◆ Set exercise 1
Please translate this sentence from the passage on GRACE data processing into Spanish: "GRACE uses satellite perturbations to determine the geoid and its changes."

== Document passage ==

Figure 2 shows the methodology for analyzing the WSVs in the study area using GRACE and GLDAS. Three aspects are included: (1) preprocessing the GRACE, GLDAS and CRU datasets, which includes filtering and GIA (glacial isostatic adjustment model) corrections; (2) estimating and analyzing the WSVs based on the least squares spectral analysis method (two parameters, the linear trends and the period components of the WSVs, were derived from the GRACE and GLDAS datasets); and (3) investigating the spatial-temporal characteristics of the WSVs and the relationship between the WSVs and climate factors.
Data pre-processing: combined filter strategy
A key issue of GRACE's data processing is the selection and establishment of a filter strategy (Werth et al. 2009). In this study, a combined filter strategy with a Fan filter of 300 km was proposed based on the error and time series characteristics of a monthly solution gravity model. This filter strategy included a statistical filter, a Fan filter and a de-correlation filter. A statistical filter was used to reduce unnecessary drops while processing the potential coefficient and saving the original signal. The basic steps were as follows. First, a statistical approach, i.e., the F test (Davis et al. 2008; Huang et al. 2012), was used to examine the linear and periodic components in the time series of GRACE SHCs. If the SHCs passed the test, the datasets remained unchanged; otherwise, a Fan filter (Zhang et al. 2009) was applied. All the SHCs were then filtered using the decorrelation method (Swenson & Wahr 2006) to remove the correlated errors. After filtering, the monthly SHCs were converted into equivalent water heights (EWHs) (Wahr et al. 1998) on one degree grids.
Data pre-processing: post-glacial rebound
GRACE uses satellite perturbations to determine the geoid and its changes. Changes in the geoid are not only caused by mass movements and the redistribution of the Earth but are also a consequence of the Earth as an elastic medium that is globally affected by post-glacial rebound (PGR), with changes at different rates in different regions. GRACE measurements are particularly sensitive to PGR (Velicogna & Wahr 2006a, 2006b). Therefore, this effect should be removed when GRACE is used to invert the mass change of the Earth, especially in North America, North Europe, Greenland and Antarctica, whose change rates due to PGR reach 5–11 mm/yr.

===
== Records provided ==

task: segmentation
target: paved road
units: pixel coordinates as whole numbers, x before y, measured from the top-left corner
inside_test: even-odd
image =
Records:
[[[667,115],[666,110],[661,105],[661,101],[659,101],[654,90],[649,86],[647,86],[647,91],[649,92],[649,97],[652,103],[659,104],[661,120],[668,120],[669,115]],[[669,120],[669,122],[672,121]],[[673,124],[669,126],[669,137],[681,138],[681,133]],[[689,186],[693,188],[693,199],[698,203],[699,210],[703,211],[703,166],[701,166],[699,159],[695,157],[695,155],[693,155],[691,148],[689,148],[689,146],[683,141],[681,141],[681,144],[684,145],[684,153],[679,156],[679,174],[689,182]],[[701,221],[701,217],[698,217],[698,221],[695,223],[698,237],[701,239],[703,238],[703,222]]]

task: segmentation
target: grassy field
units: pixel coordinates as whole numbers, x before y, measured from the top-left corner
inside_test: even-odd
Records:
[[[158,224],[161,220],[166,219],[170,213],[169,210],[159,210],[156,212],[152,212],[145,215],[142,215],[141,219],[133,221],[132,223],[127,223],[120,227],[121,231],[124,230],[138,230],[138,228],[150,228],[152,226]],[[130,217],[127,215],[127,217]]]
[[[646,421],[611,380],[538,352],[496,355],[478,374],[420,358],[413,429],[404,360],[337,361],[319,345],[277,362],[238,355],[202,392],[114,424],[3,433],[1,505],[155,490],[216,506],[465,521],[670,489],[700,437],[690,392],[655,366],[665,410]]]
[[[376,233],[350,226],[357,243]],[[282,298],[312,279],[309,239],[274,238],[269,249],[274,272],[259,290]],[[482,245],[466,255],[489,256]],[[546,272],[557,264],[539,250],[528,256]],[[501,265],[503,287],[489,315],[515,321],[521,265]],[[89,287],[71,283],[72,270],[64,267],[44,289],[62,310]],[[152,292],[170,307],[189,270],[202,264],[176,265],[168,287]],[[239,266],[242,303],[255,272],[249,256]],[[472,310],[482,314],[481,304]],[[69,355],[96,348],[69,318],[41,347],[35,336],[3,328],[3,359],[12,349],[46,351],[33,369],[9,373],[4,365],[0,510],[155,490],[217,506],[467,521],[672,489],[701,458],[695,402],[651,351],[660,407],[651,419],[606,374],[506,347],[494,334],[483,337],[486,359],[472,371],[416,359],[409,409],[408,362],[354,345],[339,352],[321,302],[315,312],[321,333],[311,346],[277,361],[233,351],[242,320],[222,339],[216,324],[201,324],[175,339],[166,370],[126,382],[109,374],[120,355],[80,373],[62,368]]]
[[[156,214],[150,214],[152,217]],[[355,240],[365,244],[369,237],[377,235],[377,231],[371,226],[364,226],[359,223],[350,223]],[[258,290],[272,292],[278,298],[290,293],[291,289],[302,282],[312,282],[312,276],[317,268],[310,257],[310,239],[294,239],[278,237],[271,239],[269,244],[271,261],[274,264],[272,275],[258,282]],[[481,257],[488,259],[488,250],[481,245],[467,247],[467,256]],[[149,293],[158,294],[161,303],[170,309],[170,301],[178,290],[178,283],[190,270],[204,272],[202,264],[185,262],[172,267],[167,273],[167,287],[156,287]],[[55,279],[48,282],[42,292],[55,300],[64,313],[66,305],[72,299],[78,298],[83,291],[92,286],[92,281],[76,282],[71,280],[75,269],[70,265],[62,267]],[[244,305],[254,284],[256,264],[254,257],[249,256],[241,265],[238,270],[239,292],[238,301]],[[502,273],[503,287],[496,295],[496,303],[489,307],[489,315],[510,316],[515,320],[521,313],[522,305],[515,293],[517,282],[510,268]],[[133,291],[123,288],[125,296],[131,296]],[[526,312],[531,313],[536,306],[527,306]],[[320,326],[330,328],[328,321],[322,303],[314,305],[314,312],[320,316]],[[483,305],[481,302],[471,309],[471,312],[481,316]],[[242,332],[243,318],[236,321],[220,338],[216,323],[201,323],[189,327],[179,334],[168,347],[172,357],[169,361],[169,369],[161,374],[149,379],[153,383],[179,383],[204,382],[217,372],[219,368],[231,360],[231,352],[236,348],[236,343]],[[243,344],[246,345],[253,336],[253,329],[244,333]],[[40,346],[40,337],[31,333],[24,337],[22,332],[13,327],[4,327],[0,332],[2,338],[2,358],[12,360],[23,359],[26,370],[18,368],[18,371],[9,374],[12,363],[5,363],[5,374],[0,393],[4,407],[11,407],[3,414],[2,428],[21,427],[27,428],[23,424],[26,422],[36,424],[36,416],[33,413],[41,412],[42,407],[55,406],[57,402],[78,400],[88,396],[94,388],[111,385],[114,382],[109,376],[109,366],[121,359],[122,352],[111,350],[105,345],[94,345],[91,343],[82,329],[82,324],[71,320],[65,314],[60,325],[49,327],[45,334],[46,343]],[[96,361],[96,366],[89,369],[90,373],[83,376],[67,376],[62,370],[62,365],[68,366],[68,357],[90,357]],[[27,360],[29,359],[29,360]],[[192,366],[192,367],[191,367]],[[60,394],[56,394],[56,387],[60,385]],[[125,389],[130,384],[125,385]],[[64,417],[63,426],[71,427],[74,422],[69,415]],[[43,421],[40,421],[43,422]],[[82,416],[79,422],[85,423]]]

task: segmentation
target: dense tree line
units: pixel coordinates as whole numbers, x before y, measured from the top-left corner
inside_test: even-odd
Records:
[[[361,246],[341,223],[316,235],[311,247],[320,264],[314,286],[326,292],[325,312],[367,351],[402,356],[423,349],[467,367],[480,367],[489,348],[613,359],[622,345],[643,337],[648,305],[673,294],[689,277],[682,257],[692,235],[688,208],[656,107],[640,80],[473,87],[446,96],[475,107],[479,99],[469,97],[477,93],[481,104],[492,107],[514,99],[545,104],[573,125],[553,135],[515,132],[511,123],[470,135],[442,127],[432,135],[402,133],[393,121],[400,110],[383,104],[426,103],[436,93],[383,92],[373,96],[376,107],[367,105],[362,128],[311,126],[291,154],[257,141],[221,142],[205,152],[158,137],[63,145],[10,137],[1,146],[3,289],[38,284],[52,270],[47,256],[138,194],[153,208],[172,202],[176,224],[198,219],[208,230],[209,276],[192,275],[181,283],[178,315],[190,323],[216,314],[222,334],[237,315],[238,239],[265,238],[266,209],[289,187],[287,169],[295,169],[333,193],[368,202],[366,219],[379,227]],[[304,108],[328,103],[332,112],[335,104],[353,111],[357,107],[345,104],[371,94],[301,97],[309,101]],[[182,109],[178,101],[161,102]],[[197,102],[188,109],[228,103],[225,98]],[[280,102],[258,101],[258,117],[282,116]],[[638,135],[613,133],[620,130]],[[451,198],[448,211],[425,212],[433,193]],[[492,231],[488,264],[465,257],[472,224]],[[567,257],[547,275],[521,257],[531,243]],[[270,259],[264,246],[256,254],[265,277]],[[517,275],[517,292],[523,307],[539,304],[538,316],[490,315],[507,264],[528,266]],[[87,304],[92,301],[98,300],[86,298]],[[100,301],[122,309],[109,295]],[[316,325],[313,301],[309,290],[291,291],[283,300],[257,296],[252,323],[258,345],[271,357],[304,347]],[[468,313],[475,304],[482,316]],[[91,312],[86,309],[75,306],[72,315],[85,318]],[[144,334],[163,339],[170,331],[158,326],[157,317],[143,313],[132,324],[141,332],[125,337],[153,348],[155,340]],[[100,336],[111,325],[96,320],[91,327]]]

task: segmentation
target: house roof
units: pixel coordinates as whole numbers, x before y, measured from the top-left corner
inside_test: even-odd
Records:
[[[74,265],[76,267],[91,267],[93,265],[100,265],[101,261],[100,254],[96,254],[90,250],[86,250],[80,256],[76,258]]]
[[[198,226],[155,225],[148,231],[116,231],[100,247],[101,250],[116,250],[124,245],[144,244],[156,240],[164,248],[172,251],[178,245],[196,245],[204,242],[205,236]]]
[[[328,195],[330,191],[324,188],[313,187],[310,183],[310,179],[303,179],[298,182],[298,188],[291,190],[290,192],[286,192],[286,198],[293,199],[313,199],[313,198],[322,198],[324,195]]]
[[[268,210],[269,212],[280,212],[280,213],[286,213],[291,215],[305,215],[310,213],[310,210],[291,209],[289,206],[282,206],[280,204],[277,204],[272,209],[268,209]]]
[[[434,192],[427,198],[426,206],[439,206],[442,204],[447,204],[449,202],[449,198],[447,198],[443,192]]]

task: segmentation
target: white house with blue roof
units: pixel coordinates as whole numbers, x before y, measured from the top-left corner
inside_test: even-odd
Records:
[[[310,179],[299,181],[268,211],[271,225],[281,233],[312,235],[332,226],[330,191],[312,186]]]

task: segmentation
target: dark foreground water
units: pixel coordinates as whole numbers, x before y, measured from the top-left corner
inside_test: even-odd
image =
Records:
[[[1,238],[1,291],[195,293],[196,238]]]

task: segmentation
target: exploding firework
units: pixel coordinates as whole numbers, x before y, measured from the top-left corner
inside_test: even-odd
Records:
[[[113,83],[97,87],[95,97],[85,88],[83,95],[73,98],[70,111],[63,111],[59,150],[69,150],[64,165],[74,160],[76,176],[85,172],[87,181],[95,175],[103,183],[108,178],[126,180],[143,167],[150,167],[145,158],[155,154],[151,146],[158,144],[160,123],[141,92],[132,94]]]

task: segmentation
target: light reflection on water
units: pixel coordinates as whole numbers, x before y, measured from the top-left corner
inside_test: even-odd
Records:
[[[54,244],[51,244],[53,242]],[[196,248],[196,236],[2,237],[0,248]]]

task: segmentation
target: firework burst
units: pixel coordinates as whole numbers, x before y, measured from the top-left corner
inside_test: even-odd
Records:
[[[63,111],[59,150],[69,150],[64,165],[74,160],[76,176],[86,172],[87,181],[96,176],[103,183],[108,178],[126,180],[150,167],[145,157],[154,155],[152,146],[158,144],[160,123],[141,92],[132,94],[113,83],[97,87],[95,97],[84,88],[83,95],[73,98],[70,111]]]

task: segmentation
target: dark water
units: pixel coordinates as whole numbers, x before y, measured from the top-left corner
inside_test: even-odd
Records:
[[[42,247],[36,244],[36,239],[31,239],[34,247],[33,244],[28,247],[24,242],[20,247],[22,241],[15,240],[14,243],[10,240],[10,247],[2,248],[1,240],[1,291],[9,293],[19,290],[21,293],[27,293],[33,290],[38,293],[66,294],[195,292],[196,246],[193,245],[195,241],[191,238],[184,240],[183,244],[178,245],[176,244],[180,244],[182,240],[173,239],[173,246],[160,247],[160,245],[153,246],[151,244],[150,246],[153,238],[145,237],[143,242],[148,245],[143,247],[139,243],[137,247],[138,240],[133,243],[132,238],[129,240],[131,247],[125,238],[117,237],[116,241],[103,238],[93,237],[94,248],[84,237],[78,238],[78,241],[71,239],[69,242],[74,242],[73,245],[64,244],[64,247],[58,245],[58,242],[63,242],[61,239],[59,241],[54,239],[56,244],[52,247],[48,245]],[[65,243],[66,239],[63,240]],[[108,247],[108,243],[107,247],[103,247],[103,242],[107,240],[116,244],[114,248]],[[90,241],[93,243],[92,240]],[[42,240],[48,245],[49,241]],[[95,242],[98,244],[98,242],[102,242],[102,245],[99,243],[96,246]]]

===

◆ Set exercise 2
Select every line of the listing above that contains the string "roof".

◆ Exercise answer 1
GRACE utiliza las perturbaciones de los satélites para determinar el geoide y sus cambios.

◆ Exercise answer 2
target: house roof
target: white house with blue roof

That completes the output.